(Lines of data)
######

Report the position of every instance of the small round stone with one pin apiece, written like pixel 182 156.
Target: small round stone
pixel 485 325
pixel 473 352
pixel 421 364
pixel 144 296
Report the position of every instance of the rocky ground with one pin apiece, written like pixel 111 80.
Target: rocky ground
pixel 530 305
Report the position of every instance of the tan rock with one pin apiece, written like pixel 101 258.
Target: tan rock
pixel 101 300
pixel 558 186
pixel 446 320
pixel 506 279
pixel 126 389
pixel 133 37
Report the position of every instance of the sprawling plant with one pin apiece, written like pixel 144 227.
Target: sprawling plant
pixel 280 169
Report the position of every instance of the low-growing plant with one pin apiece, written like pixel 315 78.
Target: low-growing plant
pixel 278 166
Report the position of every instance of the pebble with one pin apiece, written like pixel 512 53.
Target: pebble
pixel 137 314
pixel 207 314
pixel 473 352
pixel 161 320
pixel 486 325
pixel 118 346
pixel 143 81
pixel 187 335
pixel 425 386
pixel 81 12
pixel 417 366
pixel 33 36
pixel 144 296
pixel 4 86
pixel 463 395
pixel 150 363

######

◆ **Problem description**
Would you quote, exactly and only, the lines from the one containing "Report the position of every instance of the rocky" to the end of the entries?

◆ **Exercise result**
Report the position of every instance of the rocky ground with one pin apiece, written like pixel 111 80.
Target: rocky ground
pixel 530 305
Report the position of every instance of the tan rock with one pin apiece, written like pixel 101 258.
Target: tan rock
pixel 101 300
pixel 558 186
pixel 446 320
pixel 506 279
pixel 126 389
pixel 133 37
Report the position of every instance of the sprawling plant with one pin apiece, written like pixel 144 227.
Target: sprawling plant
pixel 280 169
Report the position of every instance of the low-growing plant with one pin apiece, written like pixel 315 78.
Target: low-growing plant
pixel 278 166
Report the position of every instance of the pebble with one pin apiece, written like pixel 512 53.
Target: pebble
pixel 137 314
pixel 207 314
pixel 473 352
pixel 161 320
pixel 486 325
pixel 118 346
pixel 143 81
pixel 187 335
pixel 425 386
pixel 81 12
pixel 417 366
pixel 33 36
pixel 144 296
pixel 4 86
pixel 463 395
pixel 150 363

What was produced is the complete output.